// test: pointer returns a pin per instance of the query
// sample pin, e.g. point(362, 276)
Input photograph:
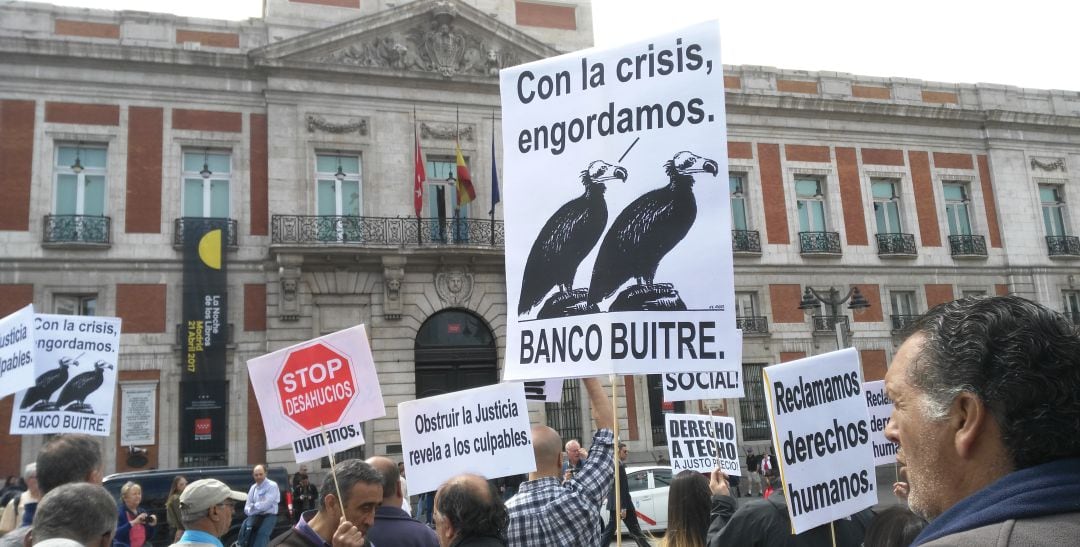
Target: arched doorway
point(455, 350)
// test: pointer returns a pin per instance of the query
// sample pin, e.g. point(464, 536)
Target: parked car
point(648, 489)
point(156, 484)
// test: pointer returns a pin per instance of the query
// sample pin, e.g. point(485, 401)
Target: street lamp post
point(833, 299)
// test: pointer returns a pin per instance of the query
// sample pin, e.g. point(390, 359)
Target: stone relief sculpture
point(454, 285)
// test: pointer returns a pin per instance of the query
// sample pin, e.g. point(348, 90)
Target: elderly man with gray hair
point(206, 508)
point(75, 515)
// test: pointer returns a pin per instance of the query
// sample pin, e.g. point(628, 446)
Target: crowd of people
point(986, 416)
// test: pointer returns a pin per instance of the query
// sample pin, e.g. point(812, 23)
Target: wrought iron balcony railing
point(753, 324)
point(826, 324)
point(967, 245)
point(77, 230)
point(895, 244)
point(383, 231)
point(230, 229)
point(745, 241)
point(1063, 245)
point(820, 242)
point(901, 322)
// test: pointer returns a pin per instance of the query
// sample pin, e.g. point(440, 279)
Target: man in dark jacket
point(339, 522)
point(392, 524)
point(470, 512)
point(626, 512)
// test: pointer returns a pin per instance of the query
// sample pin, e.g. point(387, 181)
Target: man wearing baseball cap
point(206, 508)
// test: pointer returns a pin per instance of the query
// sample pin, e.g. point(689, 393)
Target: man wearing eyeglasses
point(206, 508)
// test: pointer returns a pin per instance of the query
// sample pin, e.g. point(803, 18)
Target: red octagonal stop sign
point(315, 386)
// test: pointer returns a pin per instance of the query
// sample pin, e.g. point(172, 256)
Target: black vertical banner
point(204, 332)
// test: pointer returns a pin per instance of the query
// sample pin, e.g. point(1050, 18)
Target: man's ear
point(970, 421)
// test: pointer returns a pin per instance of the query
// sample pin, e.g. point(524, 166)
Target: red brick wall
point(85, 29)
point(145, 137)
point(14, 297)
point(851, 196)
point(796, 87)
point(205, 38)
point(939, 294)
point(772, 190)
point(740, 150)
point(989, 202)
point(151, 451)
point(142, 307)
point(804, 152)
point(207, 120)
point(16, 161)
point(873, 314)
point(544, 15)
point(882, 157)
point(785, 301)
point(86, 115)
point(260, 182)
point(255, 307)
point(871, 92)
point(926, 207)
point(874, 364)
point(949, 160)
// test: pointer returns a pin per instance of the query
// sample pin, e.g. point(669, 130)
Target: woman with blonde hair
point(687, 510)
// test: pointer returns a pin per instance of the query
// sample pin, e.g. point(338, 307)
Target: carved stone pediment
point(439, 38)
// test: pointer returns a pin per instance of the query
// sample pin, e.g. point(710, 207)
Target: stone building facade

__________________________________________________

Work request:
Starting with the line that contains "Target: man wearing baseball cap", copy each line through the end of the data exactly, and leave out all earlier lines.

Answer to the exercise:
Target: man wearing baseball cap
point(206, 508)
// test: pointer returns a pin per instance of the query
// sample pin, e.g. point(689, 393)
Target: man wearing eyeglasses
point(206, 508)
// test: pointer returns a pin per instance of the query
// sample pin, e.g. point(803, 18)
Target: red octagonal stop sign
point(315, 386)
// test: pointer returns a pin per instance of the query
// sample pin, e.g. point(172, 256)
Target: black vertical banner
point(204, 332)
// test: pointer returns a pin per instance of the query
// sample pin, e.g. point(1050, 18)
Target: man's ear
point(970, 421)
// test: pointer returns a pin per instance of the query
// sample pin, e.g. point(524, 166)
Target: red brick wall
point(85, 29)
point(145, 137)
point(14, 297)
point(851, 196)
point(796, 87)
point(205, 38)
point(939, 294)
point(772, 190)
point(740, 150)
point(989, 202)
point(151, 451)
point(142, 307)
point(804, 152)
point(207, 120)
point(16, 161)
point(873, 314)
point(544, 15)
point(882, 157)
point(785, 301)
point(86, 115)
point(260, 182)
point(255, 307)
point(871, 92)
point(926, 207)
point(874, 364)
point(949, 160)
// test: pointer returns a pin per instance of the query
// sample pin, e.g. point(669, 130)
Target: woman with blonde hair
point(687, 510)
// test: pointer returns a pin per instance of the query
// sample pin, e.g. point(338, 307)
Target: carved stone pediment
point(439, 38)
// test: pointer returns a pin per instance of the query
// sample pin, e.g. point(710, 207)
Target: stone building facade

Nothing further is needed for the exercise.